Print the listing that follows, character for character.

(INPUT MATERIAL)
• • • • • • •
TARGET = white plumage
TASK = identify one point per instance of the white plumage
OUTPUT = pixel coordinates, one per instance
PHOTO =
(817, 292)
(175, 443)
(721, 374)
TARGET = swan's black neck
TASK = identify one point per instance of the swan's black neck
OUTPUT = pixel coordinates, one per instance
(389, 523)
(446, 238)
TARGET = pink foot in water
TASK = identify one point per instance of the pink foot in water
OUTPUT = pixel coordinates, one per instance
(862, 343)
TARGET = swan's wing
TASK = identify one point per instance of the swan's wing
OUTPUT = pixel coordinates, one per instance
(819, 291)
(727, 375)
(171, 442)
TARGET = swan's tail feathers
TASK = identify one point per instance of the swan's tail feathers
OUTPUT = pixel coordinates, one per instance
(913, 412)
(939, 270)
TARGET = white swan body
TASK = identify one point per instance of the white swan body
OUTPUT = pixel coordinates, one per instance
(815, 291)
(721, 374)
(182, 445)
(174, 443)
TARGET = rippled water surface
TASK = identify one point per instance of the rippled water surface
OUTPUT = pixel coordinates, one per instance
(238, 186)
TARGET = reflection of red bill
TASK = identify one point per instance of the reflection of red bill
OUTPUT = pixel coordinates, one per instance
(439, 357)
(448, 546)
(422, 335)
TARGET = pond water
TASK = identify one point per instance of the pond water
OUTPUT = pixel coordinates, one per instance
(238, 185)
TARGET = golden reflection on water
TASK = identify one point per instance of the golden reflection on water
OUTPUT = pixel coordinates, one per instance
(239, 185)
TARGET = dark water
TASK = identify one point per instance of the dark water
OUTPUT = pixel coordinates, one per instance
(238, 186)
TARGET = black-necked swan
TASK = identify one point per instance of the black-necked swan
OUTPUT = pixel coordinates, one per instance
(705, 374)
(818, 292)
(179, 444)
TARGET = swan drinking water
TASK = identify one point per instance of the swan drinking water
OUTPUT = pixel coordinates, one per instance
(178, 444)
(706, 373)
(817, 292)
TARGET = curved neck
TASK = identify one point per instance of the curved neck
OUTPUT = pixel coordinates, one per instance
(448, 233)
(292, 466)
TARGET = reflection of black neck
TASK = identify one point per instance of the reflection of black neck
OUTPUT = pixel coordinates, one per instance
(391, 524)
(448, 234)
• • • • • • •
(WORKED ANSWER)
TARGET = white plumage
TASK = identify one point per instance of the white plumage
OUTPUT = pixel coordinates, one per instance
PHOTO =
(817, 292)
(175, 443)
(721, 374)
TARGET = swan's black neck
TASK = identify one point per instance of the swan's black neck
OUTPUT = pixel coordinates, one per instance
(389, 523)
(446, 238)
TARGET = pink foot in water
TASK = identify one point per instance of the pink foot in water
OUTPUT = pixel coordinates, one per instance
(862, 343)
TARGET = swan's wing
TASK = identify one point per instance of the swan's wing
OUTPUT = pixel coordinates, one per instance
(819, 291)
(727, 375)
(171, 442)
TARGET = swan's tail feathers
TASK = identify one point per instance of the swan's tail feathers
OUTPUT = pixel coordinates, one per instance
(913, 412)
(939, 270)
TARGET = white swan body
TASK = identify one point per instance of the white swan body
OUTPUT = pixel coordinates, one per instance
(815, 291)
(721, 374)
(182, 445)
(174, 443)
TARGET = rippled water surface
TASK = identify one point per instance of the rippled water surface
OUTPUT = pixel coordinates, one per instance
(238, 186)
TARGET = reflection of red bill
TASK = identify one point per instance of the reflection of red bill
OUTPUT = pixel coordinates, one per instance
(439, 357)
(448, 546)
(422, 335)
TARGET = pond water
TASK = identify one point per instance of the pond water
OUTPUT = pixel coordinates, one per instance
(238, 185)
TARGET = golden reflection on water
TASK = identify one point per instance of the golden reflection on water
OUTPUT = pixel coordinates, one per instance
(239, 185)
TARGET = dark water
TASK = identify one point per instance of the dark water
OUTPUT = pixel coordinates, one per instance
(238, 186)
TARGET = black-necked swan
TASK = identify one point per instance of the black-necked swan
OUTPUT = pixel coordinates, one per instance
(705, 374)
(818, 292)
(179, 444)
TARGET = swan drinking water
TASK = identify one point per instance of the swan drinking water
OUTPUT = pixel coordinates, one per instance
(178, 444)
(706, 373)
(817, 292)
TARGET = curved neck
TASK = identify one point per instance of the curved neck
OUTPUT = pixel coordinates, one per instance
(448, 233)
(292, 466)
TARGET = reflection of black neck
TASK = identify one point per instance of the reflection of black neck
OUTPUT = pixel coordinates, one per instance
(391, 524)
(448, 234)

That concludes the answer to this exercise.